Stored items:

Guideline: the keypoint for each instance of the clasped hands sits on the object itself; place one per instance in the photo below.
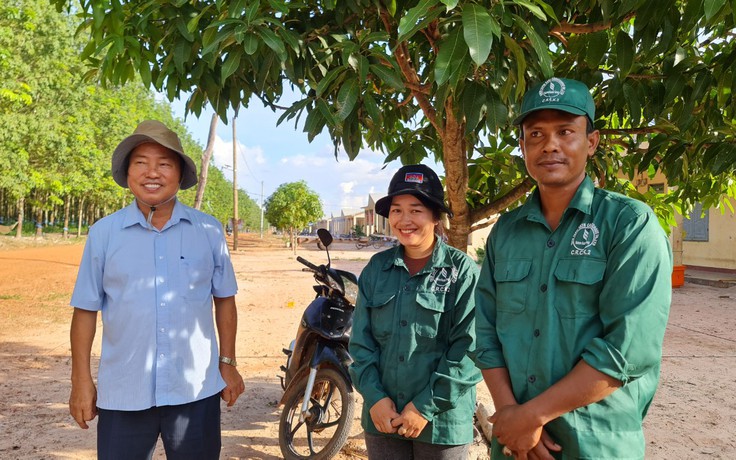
(409, 423)
(521, 435)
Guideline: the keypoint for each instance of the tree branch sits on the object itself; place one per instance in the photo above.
(502, 203)
(412, 79)
(568, 28)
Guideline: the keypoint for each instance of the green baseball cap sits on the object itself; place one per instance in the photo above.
(570, 96)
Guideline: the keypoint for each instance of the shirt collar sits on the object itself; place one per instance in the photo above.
(582, 201)
(134, 216)
(438, 258)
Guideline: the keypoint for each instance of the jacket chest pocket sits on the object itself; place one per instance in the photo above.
(512, 284)
(196, 278)
(381, 311)
(430, 308)
(579, 284)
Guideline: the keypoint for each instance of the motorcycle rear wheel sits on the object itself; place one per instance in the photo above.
(323, 434)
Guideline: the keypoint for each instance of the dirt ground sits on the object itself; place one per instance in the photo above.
(693, 414)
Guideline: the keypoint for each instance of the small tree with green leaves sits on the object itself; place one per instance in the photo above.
(292, 207)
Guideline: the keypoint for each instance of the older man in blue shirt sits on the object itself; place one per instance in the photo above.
(153, 270)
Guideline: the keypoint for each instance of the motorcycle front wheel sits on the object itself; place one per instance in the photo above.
(324, 431)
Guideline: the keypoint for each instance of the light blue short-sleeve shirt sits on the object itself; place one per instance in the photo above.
(155, 288)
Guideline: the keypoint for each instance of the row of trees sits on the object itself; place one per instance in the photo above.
(58, 131)
(442, 78)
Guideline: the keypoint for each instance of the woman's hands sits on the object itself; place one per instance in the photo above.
(410, 423)
(383, 413)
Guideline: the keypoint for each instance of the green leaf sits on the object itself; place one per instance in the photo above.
(452, 51)
(388, 76)
(712, 7)
(598, 45)
(497, 114)
(250, 43)
(369, 103)
(346, 98)
(411, 22)
(624, 53)
(231, 64)
(477, 30)
(326, 112)
(534, 9)
(540, 47)
(314, 124)
(473, 105)
(327, 80)
(274, 42)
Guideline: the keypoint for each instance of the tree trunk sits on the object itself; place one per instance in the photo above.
(206, 155)
(456, 166)
(39, 223)
(21, 216)
(67, 207)
(80, 214)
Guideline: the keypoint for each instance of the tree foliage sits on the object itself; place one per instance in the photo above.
(59, 131)
(292, 207)
(423, 78)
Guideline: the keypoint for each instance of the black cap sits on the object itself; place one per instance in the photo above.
(417, 180)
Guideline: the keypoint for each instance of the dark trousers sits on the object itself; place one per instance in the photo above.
(188, 431)
(390, 448)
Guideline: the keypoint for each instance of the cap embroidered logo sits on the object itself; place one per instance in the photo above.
(552, 90)
(417, 178)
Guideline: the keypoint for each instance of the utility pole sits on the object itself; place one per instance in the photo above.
(235, 187)
(262, 201)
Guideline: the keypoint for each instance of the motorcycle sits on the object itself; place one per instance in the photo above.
(318, 392)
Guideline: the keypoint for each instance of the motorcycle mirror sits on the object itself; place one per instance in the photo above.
(324, 236)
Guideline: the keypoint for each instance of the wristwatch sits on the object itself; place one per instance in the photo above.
(230, 361)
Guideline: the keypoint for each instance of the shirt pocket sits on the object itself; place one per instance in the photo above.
(429, 314)
(196, 278)
(579, 283)
(381, 311)
(512, 284)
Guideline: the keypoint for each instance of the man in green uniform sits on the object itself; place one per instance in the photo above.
(573, 298)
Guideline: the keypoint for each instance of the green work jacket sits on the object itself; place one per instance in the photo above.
(598, 288)
(410, 340)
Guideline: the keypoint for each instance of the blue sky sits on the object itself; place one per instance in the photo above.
(277, 155)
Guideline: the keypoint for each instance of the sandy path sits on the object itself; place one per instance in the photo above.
(693, 414)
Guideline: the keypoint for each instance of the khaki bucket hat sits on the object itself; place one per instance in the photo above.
(157, 132)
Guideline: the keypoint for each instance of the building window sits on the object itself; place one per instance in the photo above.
(695, 225)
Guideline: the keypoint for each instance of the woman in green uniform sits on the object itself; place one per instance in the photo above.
(413, 325)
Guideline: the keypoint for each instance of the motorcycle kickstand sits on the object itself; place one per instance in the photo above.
(308, 394)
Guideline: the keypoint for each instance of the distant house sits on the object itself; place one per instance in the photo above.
(704, 241)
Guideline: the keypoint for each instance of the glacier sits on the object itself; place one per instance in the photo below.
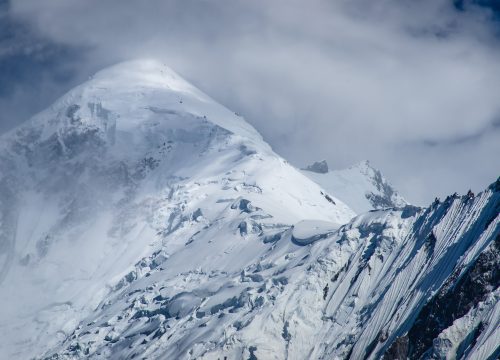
(140, 219)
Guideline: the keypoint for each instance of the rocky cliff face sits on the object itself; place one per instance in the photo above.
(140, 219)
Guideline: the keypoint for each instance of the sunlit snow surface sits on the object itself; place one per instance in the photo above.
(139, 218)
(361, 186)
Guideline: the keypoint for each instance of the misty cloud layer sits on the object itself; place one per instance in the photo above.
(412, 86)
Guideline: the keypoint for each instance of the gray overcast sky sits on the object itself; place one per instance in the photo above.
(412, 86)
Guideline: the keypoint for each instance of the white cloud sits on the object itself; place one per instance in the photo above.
(344, 80)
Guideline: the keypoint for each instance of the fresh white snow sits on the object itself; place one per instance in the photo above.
(139, 218)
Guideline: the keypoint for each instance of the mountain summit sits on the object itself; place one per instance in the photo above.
(134, 164)
(141, 219)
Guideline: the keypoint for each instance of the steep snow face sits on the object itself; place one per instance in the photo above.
(361, 186)
(379, 287)
(134, 164)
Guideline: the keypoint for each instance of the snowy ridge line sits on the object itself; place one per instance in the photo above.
(153, 222)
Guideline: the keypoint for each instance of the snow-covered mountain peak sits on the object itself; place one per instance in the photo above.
(125, 104)
(361, 186)
(135, 164)
(320, 167)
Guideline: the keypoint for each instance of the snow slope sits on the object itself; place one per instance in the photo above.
(140, 219)
(132, 162)
(361, 186)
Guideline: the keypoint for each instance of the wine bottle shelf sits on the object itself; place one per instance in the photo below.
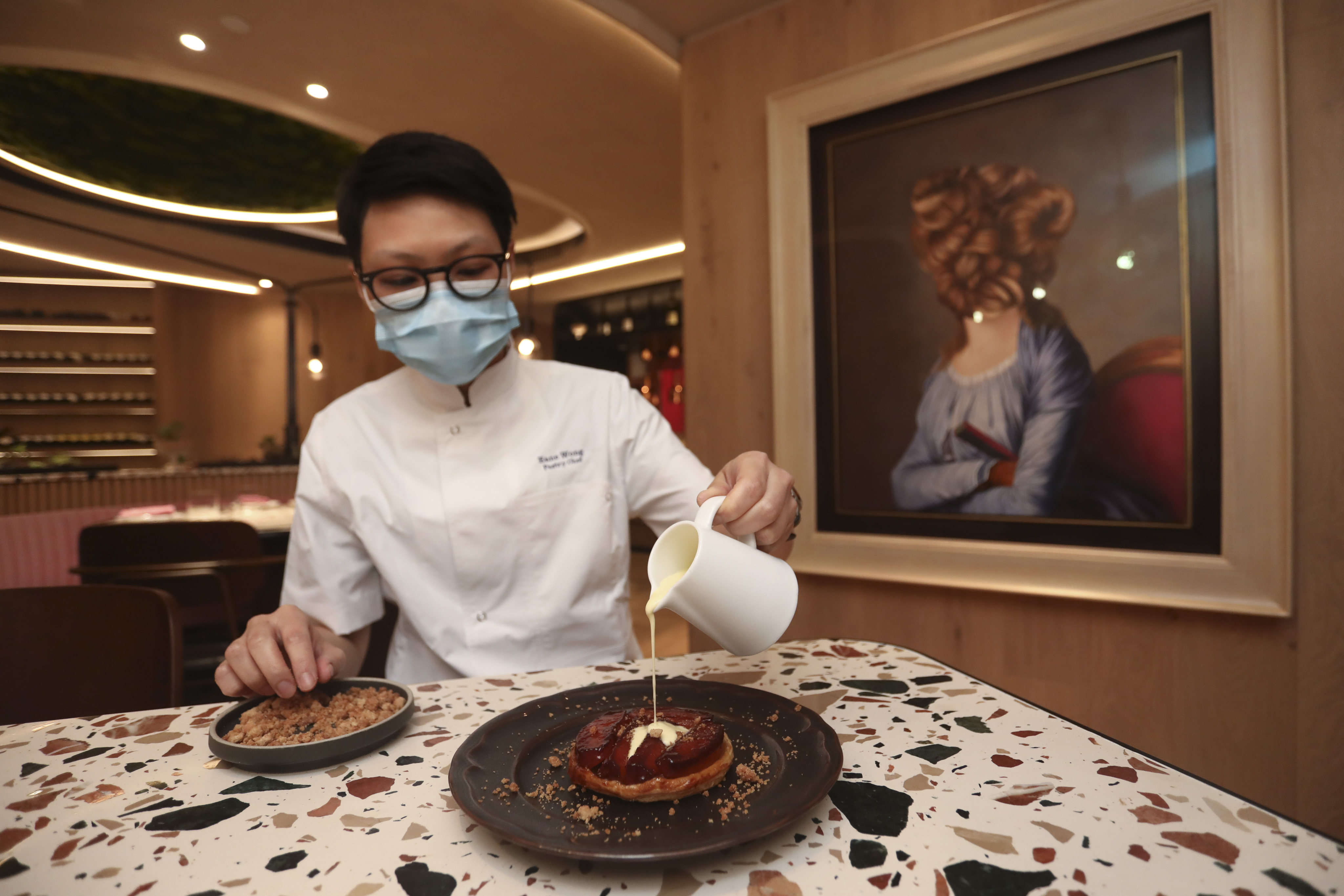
(42, 441)
(55, 362)
(77, 358)
(77, 412)
(77, 328)
(87, 453)
(87, 371)
(73, 398)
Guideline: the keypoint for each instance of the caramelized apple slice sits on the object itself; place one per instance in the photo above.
(597, 738)
(690, 749)
(642, 766)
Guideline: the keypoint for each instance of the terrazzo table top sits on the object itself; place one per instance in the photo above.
(951, 788)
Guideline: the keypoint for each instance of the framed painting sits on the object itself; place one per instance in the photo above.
(1038, 275)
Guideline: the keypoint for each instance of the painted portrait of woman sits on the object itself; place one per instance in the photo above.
(1010, 340)
(1003, 409)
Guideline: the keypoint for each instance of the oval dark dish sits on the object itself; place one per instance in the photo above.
(319, 753)
(803, 750)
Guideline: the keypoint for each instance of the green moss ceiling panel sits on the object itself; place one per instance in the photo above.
(168, 143)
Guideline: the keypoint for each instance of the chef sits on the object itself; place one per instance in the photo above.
(486, 495)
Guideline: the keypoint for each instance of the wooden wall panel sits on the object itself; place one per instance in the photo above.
(1253, 704)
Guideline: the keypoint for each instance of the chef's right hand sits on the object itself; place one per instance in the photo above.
(256, 663)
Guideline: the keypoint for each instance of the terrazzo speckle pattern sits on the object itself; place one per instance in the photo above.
(951, 788)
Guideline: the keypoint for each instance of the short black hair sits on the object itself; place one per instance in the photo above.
(417, 162)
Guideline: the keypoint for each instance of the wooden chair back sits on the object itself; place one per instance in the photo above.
(88, 649)
(214, 569)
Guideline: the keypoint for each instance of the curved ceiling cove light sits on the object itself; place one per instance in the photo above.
(182, 209)
(114, 268)
(170, 150)
(78, 281)
(603, 264)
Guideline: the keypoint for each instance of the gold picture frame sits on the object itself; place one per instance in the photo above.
(1250, 573)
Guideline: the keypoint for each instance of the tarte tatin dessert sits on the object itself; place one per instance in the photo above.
(631, 756)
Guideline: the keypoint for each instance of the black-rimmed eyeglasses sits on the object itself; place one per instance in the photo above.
(402, 289)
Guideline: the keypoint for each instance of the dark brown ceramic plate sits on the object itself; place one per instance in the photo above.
(319, 753)
(518, 743)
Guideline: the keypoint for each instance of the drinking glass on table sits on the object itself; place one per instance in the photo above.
(203, 505)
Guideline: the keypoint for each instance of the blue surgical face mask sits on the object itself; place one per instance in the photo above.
(448, 339)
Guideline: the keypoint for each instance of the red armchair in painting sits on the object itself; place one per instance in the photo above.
(1135, 435)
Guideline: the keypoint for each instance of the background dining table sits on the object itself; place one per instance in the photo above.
(949, 788)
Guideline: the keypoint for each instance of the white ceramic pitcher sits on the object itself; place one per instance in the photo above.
(740, 597)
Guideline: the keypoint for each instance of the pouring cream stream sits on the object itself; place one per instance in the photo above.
(664, 731)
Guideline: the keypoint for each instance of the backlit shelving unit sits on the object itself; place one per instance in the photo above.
(128, 332)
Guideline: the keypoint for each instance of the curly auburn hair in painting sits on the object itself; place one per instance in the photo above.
(988, 234)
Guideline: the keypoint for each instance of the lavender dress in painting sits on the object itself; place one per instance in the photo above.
(1033, 403)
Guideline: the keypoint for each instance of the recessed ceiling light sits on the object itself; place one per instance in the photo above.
(236, 23)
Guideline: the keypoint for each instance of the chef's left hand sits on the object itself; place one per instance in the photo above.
(760, 500)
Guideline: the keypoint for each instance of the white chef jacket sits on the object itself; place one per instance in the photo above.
(501, 528)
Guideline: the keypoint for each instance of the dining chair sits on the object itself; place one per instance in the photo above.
(217, 570)
(88, 649)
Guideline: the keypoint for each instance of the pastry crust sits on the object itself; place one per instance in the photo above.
(658, 788)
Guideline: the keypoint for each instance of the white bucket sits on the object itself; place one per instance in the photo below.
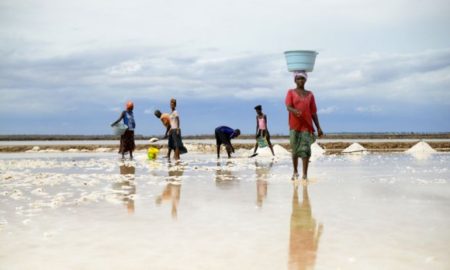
(300, 60)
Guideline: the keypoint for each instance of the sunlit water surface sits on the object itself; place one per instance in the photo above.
(93, 211)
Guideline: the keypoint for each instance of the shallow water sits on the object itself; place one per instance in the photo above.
(93, 211)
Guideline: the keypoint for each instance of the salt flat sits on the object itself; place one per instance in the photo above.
(93, 211)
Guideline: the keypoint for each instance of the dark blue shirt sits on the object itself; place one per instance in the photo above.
(228, 131)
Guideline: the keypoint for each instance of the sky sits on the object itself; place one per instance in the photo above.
(68, 67)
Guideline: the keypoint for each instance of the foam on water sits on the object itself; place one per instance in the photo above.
(355, 148)
(94, 211)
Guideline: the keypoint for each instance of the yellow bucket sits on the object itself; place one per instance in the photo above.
(152, 152)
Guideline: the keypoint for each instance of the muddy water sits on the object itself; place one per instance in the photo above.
(93, 211)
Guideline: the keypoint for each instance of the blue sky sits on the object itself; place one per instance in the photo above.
(68, 67)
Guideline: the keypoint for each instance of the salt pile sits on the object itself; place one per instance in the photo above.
(316, 149)
(421, 147)
(355, 148)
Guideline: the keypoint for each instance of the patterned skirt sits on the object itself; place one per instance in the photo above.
(127, 142)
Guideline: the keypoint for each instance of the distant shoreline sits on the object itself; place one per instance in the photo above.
(387, 135)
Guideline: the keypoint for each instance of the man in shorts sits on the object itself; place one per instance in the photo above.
(224, 135)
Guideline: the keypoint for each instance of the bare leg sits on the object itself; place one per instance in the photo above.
(295, 164)
(305, 167)
(271, 149)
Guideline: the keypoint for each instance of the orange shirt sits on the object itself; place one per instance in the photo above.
(306, 105)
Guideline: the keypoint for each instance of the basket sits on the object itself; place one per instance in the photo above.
(300, 60)
(119, 129)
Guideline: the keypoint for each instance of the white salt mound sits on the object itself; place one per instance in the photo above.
(355, 148)
(316, 150)
(421, 147)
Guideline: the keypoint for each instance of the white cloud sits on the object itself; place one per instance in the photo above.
(369, 109)
(328, 110)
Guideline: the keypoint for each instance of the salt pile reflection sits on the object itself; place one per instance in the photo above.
(92, 211)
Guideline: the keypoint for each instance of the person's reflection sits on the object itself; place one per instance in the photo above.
(224, 177)
(126, 187)
(172, 190)
(305, 234)
(262, 173)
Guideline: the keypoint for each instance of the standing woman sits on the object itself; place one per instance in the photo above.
(261, 129)
(302, 112)
(127, 139)
(175, 142)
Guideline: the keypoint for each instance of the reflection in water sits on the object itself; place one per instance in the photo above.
(224, 177)
(172, 190)
(126, 189)
(305, 234)
(262, 173)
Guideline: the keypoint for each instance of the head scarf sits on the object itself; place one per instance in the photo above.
(300, 73)
(129, 105)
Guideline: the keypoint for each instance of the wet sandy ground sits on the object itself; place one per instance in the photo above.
(93, 211)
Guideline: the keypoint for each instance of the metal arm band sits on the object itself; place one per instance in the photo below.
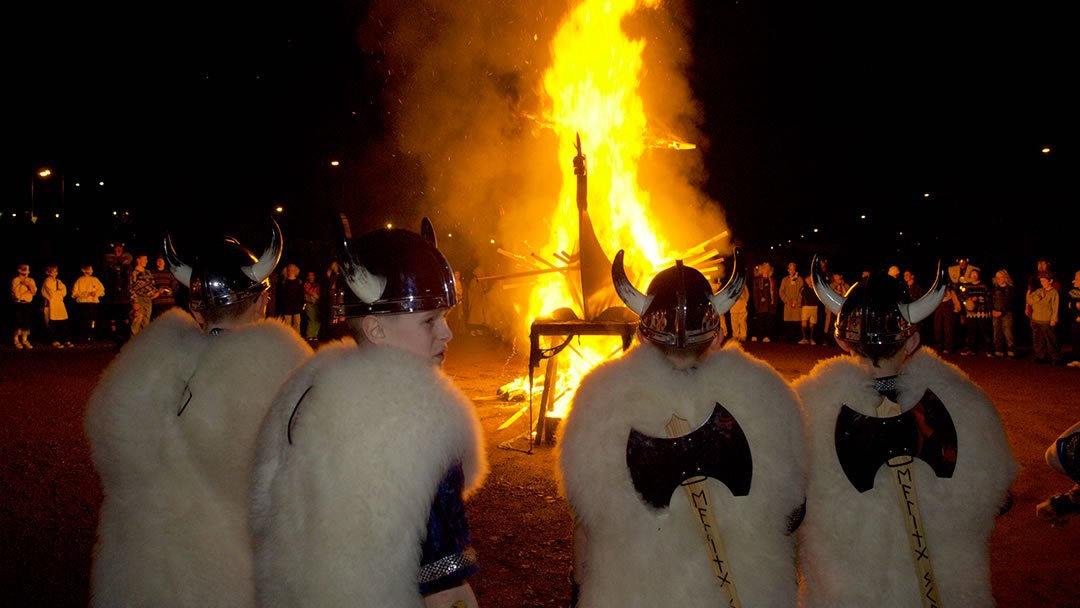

--- WHAT NEEDS TO BE DONE ---
Each line from the line containing "salt pile reflection" through the last line above must be written out exactly, and every picture must be omitted.

--- OUTPUT FOR THIS TASK ---
Guideline: the keypoint for each instance of the salt pile reflection sits on the object itself; place one per instance in the photo above.
(92, 211)
Guideline: the keypoint for each instance of the person's reflection sits on the object itself; place one per instance in the photo above.
(224, 177)
(126, 187)
(172, 190)
(305, 234)
(262, 173)
Guideline: the keypoint for each instance of the standing woman sits on the object itself; place one per instance in the photo above.
(261, 129)
(302, 112)
(127, 139)
(175, 142)
Guideline: the keypoint for each instance of the reflection in water sits on the object itself; place one per instance in the photo above.
(224, 177)
(172, 190)
(126, 189)
(305, 234)
(262, 173)
Guideline: the keypoint for each instance of the head scarf sits on the object itself; place one per instance in the photo above.
(300, 73)
(129, 105)
Guideline: the keypoint for each instance of the wet sandy ground sits on the object itself; place one per instance in the photo above.
(93, 211)
Guideline: the keypoint for each instance of the metal arm band sits on the object itself; place one per instance in the photo below.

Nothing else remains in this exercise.